And so I continue to slog through it as best I can, and while that may not seem the best way to handle things, especially to someone just looking in, it’s the only way I can, the only way I know how. And that means that at this precise moment, there is a passel of puppies sleeping in a scrum on the bean bag behind me. Small pieces of memory foam cover at least half the surface of the living room floor. Corey is in the kitchen with the two goats and the rest of the puppies trying to put together soup for our dinner, and my most recent to-do list was probably shredded by the goats when I wasn’t looking.

Ask me next week how things are, and I probably won’t be able to cite any major changes or improvements in our current circumstances. But at least we’ll be here, on the ridge, in the midst of over 100 acres of rambling land just ripe with possibilities. And perhaps that’s the most important word of all: possibilities.

+-------+

● **Instruction 1**
Translate this sentence from the passage about life on the ridge into Spanish: "Small pieces of memory foam cover at least half the surface of the living room floor."

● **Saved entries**
+-------+

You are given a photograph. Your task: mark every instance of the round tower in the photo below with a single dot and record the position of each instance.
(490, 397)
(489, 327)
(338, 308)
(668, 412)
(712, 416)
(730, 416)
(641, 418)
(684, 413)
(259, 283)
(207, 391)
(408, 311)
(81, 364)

+-------+

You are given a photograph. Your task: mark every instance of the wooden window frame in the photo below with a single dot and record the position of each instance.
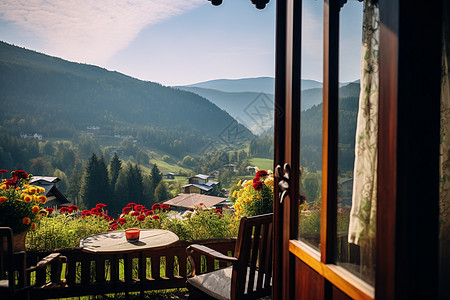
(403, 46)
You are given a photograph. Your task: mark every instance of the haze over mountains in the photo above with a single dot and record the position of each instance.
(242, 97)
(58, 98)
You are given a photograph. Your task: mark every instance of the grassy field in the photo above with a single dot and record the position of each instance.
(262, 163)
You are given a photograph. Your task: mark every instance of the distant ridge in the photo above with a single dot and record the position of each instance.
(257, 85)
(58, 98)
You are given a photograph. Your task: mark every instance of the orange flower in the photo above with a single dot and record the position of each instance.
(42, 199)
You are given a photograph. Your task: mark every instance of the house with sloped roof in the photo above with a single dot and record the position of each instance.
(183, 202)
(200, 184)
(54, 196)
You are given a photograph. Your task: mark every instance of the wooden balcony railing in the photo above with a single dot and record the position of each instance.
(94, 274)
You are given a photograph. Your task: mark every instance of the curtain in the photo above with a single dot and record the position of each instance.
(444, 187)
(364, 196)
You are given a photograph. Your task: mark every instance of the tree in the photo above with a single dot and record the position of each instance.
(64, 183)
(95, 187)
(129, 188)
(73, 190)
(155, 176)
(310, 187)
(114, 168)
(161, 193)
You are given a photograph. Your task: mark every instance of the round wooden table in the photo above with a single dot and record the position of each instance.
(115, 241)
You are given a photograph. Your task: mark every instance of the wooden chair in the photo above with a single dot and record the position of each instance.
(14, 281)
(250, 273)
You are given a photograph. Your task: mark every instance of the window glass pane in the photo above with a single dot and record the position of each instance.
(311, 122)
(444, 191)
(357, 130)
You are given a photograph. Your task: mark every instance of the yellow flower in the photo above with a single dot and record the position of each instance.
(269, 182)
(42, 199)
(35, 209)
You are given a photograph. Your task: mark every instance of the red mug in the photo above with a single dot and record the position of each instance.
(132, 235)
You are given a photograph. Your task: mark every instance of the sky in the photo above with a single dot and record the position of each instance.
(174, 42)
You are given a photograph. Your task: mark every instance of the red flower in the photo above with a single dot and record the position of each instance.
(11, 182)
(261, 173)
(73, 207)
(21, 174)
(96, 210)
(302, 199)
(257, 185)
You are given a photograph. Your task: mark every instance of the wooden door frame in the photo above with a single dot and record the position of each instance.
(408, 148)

+-------+

● **Instruction 2**
Filter the records above, keeping every line that contains the word "window". Case counts.

● **Problem solution 1**
Pequeños trozos de espuma viscoelástica cubren al menos la mitad de la superficie del suelo de la sala de estar.

● **Problem solution 2**
You are given a photograph. Your task: mark every instance of the wooden window frame in the photo below with a single dot and record the position of each instance.
You are given a photograph. Your task: mark every instance of the window glass pane in the photo above with a single dot and record the position of each instance.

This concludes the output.